__STATED GOAL 1__
Using the passage on Eve's braided hair, answer each question:
(a) What did God do to Eve's hair before bringing her to Adam, according to the Midrash?
(b) Which Talmud reference is given for the ruling that braiding hair is forbidden on the Sabbath?
(c) Which source is given for the teaching that an elegant residence revives one's spirits?
__STATED GOAL 2__
Pick up the passage on Eve's braided hair after its final sentence and write the next few paragraphs.

__PROVIDED PASSAGE__
|"God built the rib that He took from the man into a woman; and He brought her to the man." (Gen. 2:22)|
The Midrash adds a curious detail to the Torah's account of Eve's creation. When God 'built' Eve, He braided her hair before bringing her to Adam. How do we know that God braided her hair? The Midrash brings a linguistic proof: in a certain language, the word for 'braid' is binita, similar to the Hebrew word biniya ('to build').
This idea that braiding hair is a form of building is not just a quaint notion, but has legal ramifications. The Talmud rules that it is forbidden to braid hair on the Sabbath, since braiding constitutes the melachah of building (Shabbat 95a).
What is the significance of God braiding Eve's hair? Is braiding hair truly a form of building?
Generally speaking, there are two objectives when building a structure. The first is the utilitarian function. We build houses in order to provide shelter and protection from the elements.
But there is often an additional aspect to building: the aesthetic value of a beautiful home. The Sages taught in Berachot 57b that the elegance of a well-designed residence serves to revive one's spirits and 'broaden one's outlook.' An aesthetically-pleasing environment quiets the mind and soothes the heart.
What is so significant about the aesthetic side of building?

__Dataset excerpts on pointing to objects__
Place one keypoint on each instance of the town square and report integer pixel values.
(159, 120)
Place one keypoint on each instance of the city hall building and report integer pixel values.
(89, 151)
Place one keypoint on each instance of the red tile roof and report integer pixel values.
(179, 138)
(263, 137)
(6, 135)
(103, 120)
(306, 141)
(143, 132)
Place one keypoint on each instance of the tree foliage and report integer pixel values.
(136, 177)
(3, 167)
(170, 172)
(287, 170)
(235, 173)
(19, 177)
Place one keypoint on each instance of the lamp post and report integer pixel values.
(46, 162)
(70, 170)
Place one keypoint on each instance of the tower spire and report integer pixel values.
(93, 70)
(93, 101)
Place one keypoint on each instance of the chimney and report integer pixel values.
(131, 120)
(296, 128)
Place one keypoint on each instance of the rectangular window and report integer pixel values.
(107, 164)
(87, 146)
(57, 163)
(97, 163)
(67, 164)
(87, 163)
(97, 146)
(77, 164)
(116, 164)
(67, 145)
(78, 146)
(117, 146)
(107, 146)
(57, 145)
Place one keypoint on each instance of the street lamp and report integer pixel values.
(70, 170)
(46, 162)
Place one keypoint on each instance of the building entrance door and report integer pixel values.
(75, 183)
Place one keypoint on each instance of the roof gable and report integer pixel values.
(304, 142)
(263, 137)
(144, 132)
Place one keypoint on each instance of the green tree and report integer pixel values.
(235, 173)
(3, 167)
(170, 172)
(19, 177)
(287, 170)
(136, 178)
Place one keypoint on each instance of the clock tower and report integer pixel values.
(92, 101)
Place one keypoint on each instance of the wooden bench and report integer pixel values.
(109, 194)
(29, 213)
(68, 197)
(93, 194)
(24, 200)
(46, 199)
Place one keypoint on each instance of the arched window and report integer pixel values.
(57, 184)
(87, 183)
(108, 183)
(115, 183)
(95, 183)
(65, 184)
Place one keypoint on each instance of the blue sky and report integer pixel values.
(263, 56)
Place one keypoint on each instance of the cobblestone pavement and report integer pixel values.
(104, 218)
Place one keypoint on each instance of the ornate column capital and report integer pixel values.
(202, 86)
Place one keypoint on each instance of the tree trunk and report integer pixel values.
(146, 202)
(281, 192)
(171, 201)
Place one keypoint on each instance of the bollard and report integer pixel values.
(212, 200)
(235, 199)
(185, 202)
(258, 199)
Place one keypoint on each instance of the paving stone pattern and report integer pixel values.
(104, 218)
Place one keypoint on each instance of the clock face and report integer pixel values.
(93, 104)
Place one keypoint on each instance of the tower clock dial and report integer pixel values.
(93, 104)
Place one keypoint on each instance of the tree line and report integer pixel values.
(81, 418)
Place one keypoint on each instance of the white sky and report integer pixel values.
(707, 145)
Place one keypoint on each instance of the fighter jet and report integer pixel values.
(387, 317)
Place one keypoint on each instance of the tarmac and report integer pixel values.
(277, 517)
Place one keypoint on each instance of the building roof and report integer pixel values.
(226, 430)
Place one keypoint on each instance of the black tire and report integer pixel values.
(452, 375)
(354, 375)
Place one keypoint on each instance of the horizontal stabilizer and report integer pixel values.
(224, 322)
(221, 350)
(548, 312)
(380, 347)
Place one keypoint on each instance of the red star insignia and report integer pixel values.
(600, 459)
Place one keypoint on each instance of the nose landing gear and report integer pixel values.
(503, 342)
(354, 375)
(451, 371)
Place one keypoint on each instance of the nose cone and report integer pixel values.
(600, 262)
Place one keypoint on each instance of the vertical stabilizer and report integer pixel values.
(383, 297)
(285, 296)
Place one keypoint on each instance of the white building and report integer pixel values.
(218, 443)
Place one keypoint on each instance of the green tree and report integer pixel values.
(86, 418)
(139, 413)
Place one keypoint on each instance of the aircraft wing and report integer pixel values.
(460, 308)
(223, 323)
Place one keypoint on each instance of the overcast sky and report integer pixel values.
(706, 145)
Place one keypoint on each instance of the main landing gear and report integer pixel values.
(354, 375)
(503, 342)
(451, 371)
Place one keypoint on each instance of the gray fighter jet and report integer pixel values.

__ANSWER 1__
(a) He braided it.
(b) Shabbat 95a.
(c) Berachot 57b.

__ANSWER 2__
What makes humans special and is, in fact, their true strength, is their spiritual side. Our natural desire for beautiful living accommodations indicates that even that which would seem to be purely utilitarian — a structure to satisfy our need for shelter — should nonetheless contain elements of beauty and harmony. One might think that the function of a house is only to protect us from the rain and the cold. But in fact, beautiful surroundings can be inspiring, deepening one's appreciation for nobler aspirations. It is this innate pursuit of beauty and refined life that will eventually lead all of humanity, after purging the baser aspects of life, to a lofty and elevated state.
We can now better appreciate the Talmudic account of Eve's formation. The Midrash calls our attention to the fact that the very first 'construction' undertaken for the sake of humanity already established this fundamental quality of human nature.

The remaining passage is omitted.